What is needed
Copy the rows below, substituting "Object" for every "Target" and keeping all other text unchanged.
....
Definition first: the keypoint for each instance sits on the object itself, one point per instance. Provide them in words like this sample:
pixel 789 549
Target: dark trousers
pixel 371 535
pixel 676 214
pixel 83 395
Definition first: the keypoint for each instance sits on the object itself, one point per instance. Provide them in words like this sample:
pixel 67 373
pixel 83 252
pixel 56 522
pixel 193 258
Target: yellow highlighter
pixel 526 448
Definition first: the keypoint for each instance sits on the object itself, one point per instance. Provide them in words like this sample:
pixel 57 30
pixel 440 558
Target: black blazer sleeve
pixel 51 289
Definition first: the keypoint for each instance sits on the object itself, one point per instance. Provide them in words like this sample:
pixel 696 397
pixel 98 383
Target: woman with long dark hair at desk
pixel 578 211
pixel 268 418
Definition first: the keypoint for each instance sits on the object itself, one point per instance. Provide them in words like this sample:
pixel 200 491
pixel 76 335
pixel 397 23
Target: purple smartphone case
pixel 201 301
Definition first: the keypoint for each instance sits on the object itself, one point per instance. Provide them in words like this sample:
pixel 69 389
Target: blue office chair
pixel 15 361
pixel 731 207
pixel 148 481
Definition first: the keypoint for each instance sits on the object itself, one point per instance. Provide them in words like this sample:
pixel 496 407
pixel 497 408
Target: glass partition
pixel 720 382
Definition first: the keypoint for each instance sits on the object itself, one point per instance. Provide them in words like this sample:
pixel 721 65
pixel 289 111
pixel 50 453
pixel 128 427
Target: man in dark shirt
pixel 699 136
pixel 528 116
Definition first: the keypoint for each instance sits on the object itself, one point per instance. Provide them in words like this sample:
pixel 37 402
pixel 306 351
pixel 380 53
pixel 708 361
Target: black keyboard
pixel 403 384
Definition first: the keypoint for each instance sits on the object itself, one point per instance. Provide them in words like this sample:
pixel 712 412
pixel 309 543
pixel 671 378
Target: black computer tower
....
Result
Definition first: the keypoint for each instance sits on the object itself, one point per instance. Provide them in words like this sample:
pixel 789 549
Object: dark trousers
pixel 371 535
pixel 676 214
pixel 83 395
Definition first: the keypoint for each instance sits on the object itself, one point per instance. Provide them in words like this sample:
pixel 67 373
pixel 83 252
pixel 56 522
pixel 193 258
Object: yellow highlighter
pixel 526 448
Definition first: the keypoint for each instance sits on the object itself, one point per instance. Provide them in words like this sample:
pixel 57 30
pixel 440 558
Object: black blazer sleeve
pixel 51 289
Definition first: the keypoint for each instance sits on the object itself, one point per instance. Provide them in words like this sample:
pixel 696 397
pixel 98 383
Object: woman with long dark hair at desk
pixel 578 211
pixel 268 418
Definition first: the keypoint for each instance sits on the object itself, one point per instance. Provide them in words like this sample:
pixel 200 491
pixel 76 335
pixel 397 23
Object: purple smartphone case
pixel 201 301
Definition first: the keypoint for each instance sits on the object itself, one point per instance. Provide them in words like this sample:
pixel 69 389
Object: blue office chair
pixel 15 361
pixel 731 207
pixel 148 481
Definition first: the keypoint for each instance sits on the object itself, one point per instance. Provide them in words like this sample:
pixel 496 407
pixel 497 408
Object: glass partition
pixel 720 382
Definition first: the keypoint for each instance sits on the object itself, one point per instance. Provide them in words like this sample:
pixel 721 65
pixel 289 111
pixel 50 453
pixel 128 427
Object: man in dark shirt
pixel 699 136
pixel 528 116
Definition first: the keypoint for each instance sits on the object itself, one point per instance. Provide them in words like this sample:
pixel 37 402
pixel 306 351
pixel 380 53
pixel 708 361
Object: black keyboard
pixel 403 384
Definition first: the keypoint for each instance sits on the object itself, one point per instance. Provide them in words like this sample:
pixel 712 412
pixel 309 543
pixel 671 378
Object: black computer tower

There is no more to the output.